*PROBLEM REQUIREMENTS*
Reproduce the passage of the news report on the Chicago-area online fraud arrests starting with "Seven people in" and going on through "years in prison.".

Seven people in the Chicago area were arrested Tuesday for allegedly bilking Internet users of at least $2 million in online scams over the past two years.

Their arrests took place two weeks after each was charged with conspiracy to commit a wire fraud scheme, according to a statement from the U.S. Attorney for the Northern District of Illinois. If convicted, the defendants face a maximum 20 years in prison.

The seven in the Chicago area were: Daniel Samuel Eta, 35, of Skokie; Babatunde Ladehinde Labiyi, 20, of Chicago; Barnabas Oghenerukevwe Edjieh, 29, of Chicago; Sultan Omogbadebo Anifowoshe, 26, of Chicago; Babatunde Ibraheem Akarigidi, 39, of Chicago; Miracle Ayokunle Okunola, 21, of Chicago; Olurotimi Akitunde Idowu, 55, of Chicago. Another person was arrested in Texas, and the ninth was arrested in Nigeria.

For two years, their victims became an “unwitting money mule” for the defendants, according to an FBI affidavit. The defendants slowly built a connection with the victims, posing as their romantic partner or boss before requesting deposits into bank accounts they opened under fake passports. Some platforms used to seek out these victims include Facebook, Instagram, LinkedIn and Match.com.

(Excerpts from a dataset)
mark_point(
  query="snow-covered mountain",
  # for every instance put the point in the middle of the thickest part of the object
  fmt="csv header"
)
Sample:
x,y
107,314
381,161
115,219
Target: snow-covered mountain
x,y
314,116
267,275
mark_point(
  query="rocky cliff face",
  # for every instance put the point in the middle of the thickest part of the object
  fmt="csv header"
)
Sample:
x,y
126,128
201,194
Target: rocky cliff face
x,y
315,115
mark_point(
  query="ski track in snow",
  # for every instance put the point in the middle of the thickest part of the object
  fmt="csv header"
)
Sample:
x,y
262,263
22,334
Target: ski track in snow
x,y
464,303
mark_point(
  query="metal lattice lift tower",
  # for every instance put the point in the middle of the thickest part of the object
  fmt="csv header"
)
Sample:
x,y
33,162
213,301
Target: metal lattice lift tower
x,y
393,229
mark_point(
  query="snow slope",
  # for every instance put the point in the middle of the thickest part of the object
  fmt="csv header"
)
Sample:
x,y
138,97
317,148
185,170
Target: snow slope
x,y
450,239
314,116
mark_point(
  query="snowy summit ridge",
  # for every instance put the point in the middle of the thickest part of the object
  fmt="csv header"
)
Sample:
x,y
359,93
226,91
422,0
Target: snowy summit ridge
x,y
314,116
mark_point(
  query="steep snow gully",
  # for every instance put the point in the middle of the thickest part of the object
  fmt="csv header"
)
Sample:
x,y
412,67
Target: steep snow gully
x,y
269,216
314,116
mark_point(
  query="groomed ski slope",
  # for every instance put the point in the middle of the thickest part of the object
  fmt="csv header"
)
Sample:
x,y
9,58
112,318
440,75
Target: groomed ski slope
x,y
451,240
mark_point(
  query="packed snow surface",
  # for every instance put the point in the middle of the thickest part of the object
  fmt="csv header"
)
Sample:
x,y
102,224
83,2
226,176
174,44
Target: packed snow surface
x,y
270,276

*WORKED SOLUTION*
Seven people in the Chicago area were arrested Tuesday for allegedly bilking Internet users of at least $2 million in online scams over the past two years.

Their arrests took place two weeks after each was charged with conspiracy to commit a wire fraud scheme, according to a statement from the U.S. Attorney for the Northern District of Illinois. If convicted, the defendants face a maximum 20 years in prison.